__WORK TO BE COMPLETED__
After locating the line that contains "Mark the tall spruce" in the records below, write out exactly that line and each line after it through the one that contains "Mark the large", and nothing else.
= = = = = = =
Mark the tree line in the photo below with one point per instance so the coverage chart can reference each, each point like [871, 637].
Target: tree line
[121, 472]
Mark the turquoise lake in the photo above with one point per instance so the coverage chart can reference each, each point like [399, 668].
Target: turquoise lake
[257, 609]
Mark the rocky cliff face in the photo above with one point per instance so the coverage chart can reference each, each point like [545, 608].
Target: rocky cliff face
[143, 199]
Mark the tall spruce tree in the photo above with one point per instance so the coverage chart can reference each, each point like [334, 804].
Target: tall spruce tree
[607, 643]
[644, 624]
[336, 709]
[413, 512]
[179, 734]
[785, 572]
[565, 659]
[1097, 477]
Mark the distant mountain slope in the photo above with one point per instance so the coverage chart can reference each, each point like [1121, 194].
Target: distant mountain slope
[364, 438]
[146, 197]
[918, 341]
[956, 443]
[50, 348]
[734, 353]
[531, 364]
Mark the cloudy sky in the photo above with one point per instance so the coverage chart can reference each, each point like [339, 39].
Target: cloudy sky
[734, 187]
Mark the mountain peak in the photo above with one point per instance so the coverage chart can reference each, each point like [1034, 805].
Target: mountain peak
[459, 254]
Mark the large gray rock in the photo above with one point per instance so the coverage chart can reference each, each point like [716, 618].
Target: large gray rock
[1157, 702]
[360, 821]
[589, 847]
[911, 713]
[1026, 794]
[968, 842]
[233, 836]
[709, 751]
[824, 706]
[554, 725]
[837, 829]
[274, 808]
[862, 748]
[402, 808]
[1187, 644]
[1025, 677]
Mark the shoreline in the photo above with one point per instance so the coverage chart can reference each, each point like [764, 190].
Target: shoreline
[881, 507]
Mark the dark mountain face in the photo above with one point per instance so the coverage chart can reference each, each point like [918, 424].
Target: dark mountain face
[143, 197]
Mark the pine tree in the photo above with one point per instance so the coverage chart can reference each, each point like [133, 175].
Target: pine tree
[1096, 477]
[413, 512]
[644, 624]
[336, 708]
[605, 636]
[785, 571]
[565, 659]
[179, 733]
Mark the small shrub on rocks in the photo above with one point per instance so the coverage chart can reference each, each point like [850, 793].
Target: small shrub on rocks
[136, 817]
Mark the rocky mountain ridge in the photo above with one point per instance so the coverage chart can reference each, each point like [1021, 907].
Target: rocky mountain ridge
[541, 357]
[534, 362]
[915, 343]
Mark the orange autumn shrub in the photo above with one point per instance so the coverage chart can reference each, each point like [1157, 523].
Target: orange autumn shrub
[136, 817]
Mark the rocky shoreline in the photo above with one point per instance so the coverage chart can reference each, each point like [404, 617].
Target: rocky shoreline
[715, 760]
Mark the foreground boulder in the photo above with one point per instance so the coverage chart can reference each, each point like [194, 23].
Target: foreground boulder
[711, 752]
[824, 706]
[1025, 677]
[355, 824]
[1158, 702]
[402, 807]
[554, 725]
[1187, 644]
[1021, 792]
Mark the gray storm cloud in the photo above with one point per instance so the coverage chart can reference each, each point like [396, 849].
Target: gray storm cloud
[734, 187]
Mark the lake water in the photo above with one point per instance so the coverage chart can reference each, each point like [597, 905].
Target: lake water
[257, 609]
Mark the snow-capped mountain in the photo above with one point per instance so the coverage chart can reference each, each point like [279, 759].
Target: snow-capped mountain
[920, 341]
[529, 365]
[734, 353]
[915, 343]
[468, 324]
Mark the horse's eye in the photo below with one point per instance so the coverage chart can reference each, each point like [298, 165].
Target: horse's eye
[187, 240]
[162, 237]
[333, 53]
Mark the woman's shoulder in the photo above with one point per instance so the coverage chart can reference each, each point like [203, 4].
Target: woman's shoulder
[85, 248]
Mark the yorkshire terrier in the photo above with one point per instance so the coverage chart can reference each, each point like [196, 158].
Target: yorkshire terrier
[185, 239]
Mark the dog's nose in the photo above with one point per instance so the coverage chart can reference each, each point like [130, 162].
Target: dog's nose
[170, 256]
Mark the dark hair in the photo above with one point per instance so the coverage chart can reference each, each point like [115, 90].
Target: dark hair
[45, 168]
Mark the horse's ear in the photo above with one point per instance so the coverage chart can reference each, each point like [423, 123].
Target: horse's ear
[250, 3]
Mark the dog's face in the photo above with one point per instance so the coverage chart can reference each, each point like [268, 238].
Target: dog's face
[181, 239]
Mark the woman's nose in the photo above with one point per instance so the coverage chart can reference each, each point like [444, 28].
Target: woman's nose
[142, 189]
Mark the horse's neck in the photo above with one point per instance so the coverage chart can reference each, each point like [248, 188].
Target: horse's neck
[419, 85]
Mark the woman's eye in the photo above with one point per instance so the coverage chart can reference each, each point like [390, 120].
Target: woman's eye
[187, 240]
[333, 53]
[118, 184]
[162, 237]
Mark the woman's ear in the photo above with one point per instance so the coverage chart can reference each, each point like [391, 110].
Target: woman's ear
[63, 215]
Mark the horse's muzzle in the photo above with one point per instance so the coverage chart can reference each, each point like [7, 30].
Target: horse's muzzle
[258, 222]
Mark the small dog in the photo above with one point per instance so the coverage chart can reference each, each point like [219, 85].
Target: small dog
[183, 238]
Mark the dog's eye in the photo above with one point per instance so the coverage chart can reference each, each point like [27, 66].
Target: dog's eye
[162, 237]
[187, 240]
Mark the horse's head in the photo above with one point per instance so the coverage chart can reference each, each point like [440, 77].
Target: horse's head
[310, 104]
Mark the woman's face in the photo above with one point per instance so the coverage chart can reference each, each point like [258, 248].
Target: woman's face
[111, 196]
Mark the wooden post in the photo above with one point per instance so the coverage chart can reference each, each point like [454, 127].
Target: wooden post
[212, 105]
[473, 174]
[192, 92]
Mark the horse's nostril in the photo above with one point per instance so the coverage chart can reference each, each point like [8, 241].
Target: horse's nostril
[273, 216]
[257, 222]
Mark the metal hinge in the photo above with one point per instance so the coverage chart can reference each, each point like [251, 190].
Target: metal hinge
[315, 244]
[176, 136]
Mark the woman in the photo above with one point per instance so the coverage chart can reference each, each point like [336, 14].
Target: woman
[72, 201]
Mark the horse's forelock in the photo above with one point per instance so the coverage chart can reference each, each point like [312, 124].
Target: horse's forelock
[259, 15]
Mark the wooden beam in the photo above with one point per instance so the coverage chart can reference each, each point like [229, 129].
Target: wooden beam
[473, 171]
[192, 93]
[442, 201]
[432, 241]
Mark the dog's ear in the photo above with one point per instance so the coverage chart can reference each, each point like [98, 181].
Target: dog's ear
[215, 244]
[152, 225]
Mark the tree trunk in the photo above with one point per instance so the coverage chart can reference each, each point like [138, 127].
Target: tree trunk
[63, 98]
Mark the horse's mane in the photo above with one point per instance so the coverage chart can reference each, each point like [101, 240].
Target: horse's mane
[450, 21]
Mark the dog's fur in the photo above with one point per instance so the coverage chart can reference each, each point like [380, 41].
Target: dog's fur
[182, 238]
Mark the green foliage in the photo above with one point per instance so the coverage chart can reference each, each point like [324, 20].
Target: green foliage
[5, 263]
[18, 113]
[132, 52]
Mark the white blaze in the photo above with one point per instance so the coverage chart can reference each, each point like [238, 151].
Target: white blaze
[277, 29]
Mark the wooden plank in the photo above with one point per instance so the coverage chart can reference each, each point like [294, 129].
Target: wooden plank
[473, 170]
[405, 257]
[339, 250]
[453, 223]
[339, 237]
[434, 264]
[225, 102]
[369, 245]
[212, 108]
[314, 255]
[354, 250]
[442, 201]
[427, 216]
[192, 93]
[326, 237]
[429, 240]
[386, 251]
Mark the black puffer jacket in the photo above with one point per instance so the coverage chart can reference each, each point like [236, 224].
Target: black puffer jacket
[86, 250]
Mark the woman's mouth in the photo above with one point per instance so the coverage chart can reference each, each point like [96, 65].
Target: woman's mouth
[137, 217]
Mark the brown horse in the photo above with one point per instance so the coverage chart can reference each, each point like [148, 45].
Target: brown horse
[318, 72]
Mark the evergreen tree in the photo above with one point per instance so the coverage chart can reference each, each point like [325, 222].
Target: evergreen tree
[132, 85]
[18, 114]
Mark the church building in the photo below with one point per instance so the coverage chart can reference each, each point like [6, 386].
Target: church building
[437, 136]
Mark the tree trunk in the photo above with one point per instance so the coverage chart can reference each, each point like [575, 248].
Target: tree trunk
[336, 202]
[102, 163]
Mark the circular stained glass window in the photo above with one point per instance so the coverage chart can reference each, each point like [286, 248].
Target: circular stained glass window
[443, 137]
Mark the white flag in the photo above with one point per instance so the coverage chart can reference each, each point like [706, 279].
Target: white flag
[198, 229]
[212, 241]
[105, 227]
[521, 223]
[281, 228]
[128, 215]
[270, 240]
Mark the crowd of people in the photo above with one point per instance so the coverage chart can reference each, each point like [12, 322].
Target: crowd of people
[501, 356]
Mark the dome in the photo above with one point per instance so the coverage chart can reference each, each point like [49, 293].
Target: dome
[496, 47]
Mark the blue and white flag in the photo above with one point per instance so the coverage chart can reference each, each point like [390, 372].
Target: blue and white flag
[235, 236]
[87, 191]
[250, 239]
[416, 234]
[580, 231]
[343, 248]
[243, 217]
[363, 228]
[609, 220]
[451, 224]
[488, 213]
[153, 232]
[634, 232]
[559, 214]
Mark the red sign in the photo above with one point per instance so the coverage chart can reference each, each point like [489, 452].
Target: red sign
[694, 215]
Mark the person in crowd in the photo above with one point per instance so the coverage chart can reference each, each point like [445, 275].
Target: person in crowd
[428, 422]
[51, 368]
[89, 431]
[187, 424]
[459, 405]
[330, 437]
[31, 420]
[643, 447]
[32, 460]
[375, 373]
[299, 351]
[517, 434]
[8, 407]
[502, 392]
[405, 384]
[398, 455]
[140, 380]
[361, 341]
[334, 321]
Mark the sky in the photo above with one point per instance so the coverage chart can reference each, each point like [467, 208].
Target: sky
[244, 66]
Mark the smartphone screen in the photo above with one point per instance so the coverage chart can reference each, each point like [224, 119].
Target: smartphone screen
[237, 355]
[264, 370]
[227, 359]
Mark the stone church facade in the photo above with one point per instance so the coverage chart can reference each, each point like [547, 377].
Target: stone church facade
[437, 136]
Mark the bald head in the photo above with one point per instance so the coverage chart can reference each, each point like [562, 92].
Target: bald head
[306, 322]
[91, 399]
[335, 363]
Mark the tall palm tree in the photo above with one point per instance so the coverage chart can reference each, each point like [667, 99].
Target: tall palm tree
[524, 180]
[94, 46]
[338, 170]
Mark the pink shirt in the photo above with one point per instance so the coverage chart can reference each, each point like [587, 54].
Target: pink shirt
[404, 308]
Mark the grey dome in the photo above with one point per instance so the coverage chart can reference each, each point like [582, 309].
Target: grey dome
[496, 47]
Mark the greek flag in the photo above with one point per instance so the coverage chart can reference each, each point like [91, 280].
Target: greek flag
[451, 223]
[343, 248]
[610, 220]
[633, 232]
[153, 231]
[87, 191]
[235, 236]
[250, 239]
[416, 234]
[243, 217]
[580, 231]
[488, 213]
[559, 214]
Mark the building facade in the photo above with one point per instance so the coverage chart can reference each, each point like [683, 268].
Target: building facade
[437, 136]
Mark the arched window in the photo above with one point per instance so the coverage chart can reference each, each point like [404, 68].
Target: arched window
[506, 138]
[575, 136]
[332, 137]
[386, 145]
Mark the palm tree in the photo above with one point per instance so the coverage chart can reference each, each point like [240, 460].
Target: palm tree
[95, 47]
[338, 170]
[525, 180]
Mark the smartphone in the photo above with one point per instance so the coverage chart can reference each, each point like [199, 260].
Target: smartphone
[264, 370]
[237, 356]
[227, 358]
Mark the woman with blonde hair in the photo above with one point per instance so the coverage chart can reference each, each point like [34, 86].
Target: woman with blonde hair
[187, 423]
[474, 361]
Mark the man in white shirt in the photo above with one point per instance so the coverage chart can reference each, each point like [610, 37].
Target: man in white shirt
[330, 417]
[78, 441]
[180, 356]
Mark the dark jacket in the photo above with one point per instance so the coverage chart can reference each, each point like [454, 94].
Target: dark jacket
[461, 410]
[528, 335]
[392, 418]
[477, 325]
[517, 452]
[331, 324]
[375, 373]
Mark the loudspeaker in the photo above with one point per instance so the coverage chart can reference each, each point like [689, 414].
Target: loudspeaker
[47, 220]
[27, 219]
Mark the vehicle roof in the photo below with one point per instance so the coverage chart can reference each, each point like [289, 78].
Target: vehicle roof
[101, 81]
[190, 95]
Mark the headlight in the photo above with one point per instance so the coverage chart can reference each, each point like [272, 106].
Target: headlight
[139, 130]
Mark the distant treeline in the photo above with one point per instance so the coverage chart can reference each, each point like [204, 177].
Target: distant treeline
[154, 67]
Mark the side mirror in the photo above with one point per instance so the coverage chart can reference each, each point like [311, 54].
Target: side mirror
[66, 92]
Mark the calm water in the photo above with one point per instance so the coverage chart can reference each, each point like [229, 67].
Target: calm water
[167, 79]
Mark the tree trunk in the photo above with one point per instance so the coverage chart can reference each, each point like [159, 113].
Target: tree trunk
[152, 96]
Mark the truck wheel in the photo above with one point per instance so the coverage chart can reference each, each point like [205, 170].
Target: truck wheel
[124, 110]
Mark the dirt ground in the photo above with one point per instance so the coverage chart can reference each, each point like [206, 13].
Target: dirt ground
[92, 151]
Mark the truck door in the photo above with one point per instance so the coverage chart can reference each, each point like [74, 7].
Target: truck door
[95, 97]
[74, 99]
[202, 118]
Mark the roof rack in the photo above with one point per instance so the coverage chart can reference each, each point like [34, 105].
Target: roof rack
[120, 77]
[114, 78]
= = = = = = =
__TASK RESULT__
Mark the tall spruce tree in the photo above with one point per instance so the coverage chart can reference each, each point like [334, 804].
Target: tall spruce tree
[607, 643]
[644, 624]
[336, 709]
[413, 512]
[179, 734]
[785, 572]
[565, 659]
[1097, 477]
Mark the distant mountain slope in the photo above with one point per instance so the coverage chart can reference each, each point like [1121, 194].
Target: distant mountain slope
[364, 438]
[146, 197]
[918, 341]
[956, 443]
[50, 348]
[734, 353]
[531, 364]
Mark the cloudy sky in the photo above with one point per instance so the coverage chart can reference each, each point like [339, 39].
Target: cloudy sky
[734, 187]
Mark the mountain peak in the photo above with one point per instance so the coverage chart can reference each, each point like [1034, 805].
Target: mountain peak
[459, 254]
Mark the large gray rock in the photo above with one point per instance so the coverage chart can reference each, each point like [716, 618].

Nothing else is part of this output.